# "David McWilliams the most influential economist in the UK and Ireland"



## Brendan Burgess (2 Aug 2015)

http://www.cityam.com/221308/uk-eco...g-these-are-most-influential-economic-experts

"The list comprises active users of Twitter and other social media and their Klout scores. This Klout score is based derived based on from Twitter, Facebook, Google Plus, LinkedIn, Instagram, Foursquare, Wikipedia as well as Klout."

Surely Brian Lucey must rank highly in any list which has David McWilliams at the top?


----------



## Purple (6 Aug 2015)

Should the award not be "Best Entertainer in Economics"? Or "Most Influential amongst people who don't understand what he's talking about"?
Like him or hate him he's a great communicator.  He's excellent at explaining things to the lay man.


----------



## demoivre (6 Aug 2015)

Interest rates will at some time in the future be higher than they are now. There, I'm great too.


----------



## Brendan Burgess (10 Sep 2015)

He is probably the most influential seanachaí, sorry, economist, in Ireland now that he has been appointed Professor at TCD

The Property Pin is very funny on the topic.  Scroll down to Sept 3rd. 

Brendan


----------



## jpd (10 Sep 2015)

Yup, well worth the read. Given the reading list, I guess I won't be signing up for that course


----------



## 44brendan (10 Sep 2015)

I just can't help categorizing David McWilliams as a one trick pony. He appears to delight in taking an opposing view to most other economists and has rated himself far too highly on his "I told you so" mantra on the property tiger collapse. While his prediction was accurate it was initially given well in advance of the bubble economy and "even a stopped clock is right twice a day". we have plenty of good professional economists who provide in-depth analysis of their theories rather than sound bites. However Economics is boring stuff and therefore the presentation style of McWilliams would prove more influential than the more sedate and accurate style of the likes of Brian Lucey (With apologies to Brian for any inference of being boring  )


----------



## Firefly (10 Sep 2015)

How anyone can rate the bould McWilliams ahead of Tim Hartford in the FT is beyond me...


----------



## Duke of Marmalade (10 Sep 2015)

44brendan said:


> However Economics is boring stuff and therefore the presentation style of McWilliams would prove more influential than the more sedate and accurate style of the likes of Brian Lucey (With apologies to Brian for any inference of being boring  )


Actually he will get on very well with Brian.  David likes folk to think outside the box and there ain't been anything so quite outside  the box as Professor Lucey's advice (on radio and in press) that Anglo should sell its €27bn of deposits for €20bn thus making a handsome profit of €47bn (I kid you not, what his colleague Karl Whelan dubbed a "deposit selling" moment, who can honestly say they haven't had one?).

What the exercise asks
Reproduce the passage of the David McWilliams thread between "## Purple (6" and "demoivre (6 Aug 2015)", inclusive.

Given data

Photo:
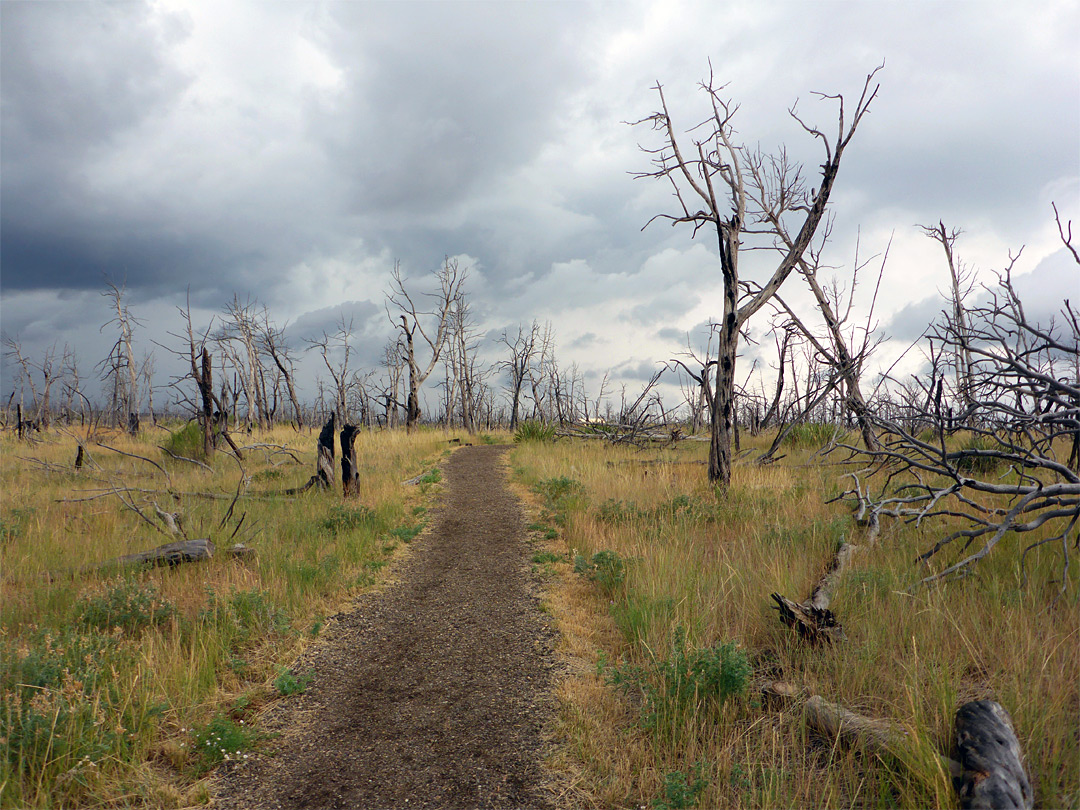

Correct answer
## Purple (6 Aug 2015)

Should the award not be "Best Entertainer in Economics"? Or "Most Influential amongst people who don't understand what he's talking about"?
Like him or hate him he's a great communicator.  He's excellent at explaining things to the lay man.


----------



## demoivre (6 Aug 2015)